正文部分:
◆ ◆ ◆ ◆ ◆ ◆ ◆
- 作为客户端与 HTTP 服务交互
// Problem
你需要通过 HTTP 协议以客户端的方式访问多种服务。例如,下载数据或者与基
于 REST 的 API 进行交互。
// Solution: urllib.request
发送一个简单的 HTTP GET 请求到远程的服务上
from urllib import request, parse
# Base URL being accessed
url = 'http://httpbin.org/get'
# Dictionary of query parameters (if any)
parms = {
'name1': 'value1',
'name2': 'value2',
}
# Encode the query string
querystring = parse.urlencode(parms)
# Make a GET request and read the response
u = request.urlopen(url + '?' + querystring)
resp = u.read()
>>>
{
"args": {
"name1": "value1",
"name2": "value2"
},
"headers": {
"Accept-Encoding": "identity",
"Connection": "close",
"Host": "httpbin.org",
"User-Agent": "Python-urllib/3.5"
},
"origin": "117.136.38.38",
"url": "http://httpbin.org/get?name2=value2&name1=value1"
◆ ◆ ◆ ◆ ◆ ◆ ◆
数据片段:
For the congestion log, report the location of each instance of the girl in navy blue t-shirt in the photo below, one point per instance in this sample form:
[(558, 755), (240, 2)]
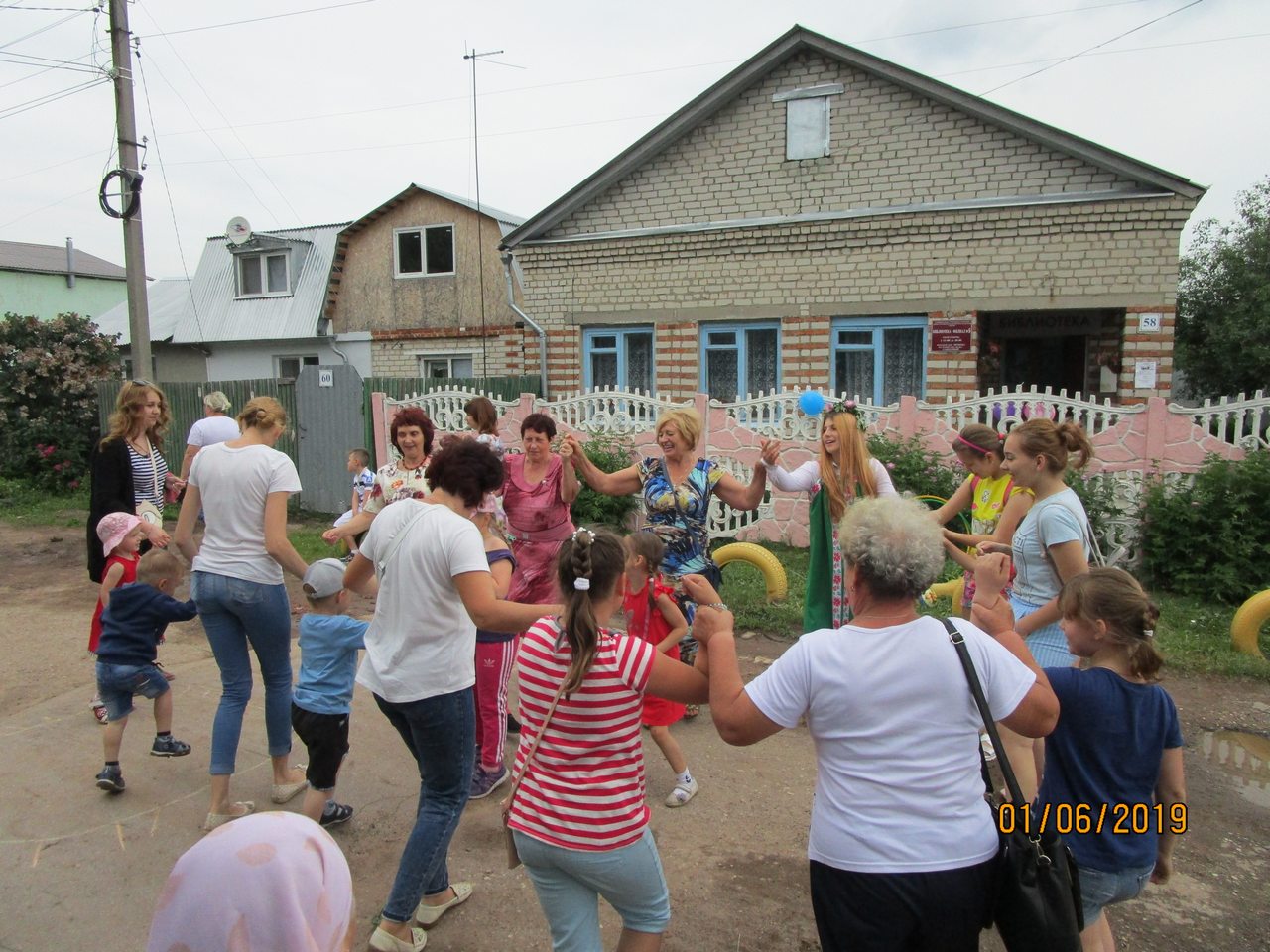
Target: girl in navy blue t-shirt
[(1114, 762)]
◆ ◆ ◆ ◆ ◆ ◆ ◆
任务说明: 请将正文部分从"- 作为客户端与 HTTP"到"parameters (if any)"这一段重新写出，其中的"客户端"一律替换为"调用方"。

练习结果:
- 作为调用方与 HTTP 服务交互
// Problem
你需要通过 HTTP 协议以调用方的方式访问多种服务。例如,下载数据或者与基
于 REST 的 API 进行交互。
// Solution: urllib.request
发送一个简单的 HTTP GET 请求到远程的服务上
from urllib import request, parse
# Base URL being accessed
url = 'http://httpbin.org/get'
# Dictionary of query parameters (if any)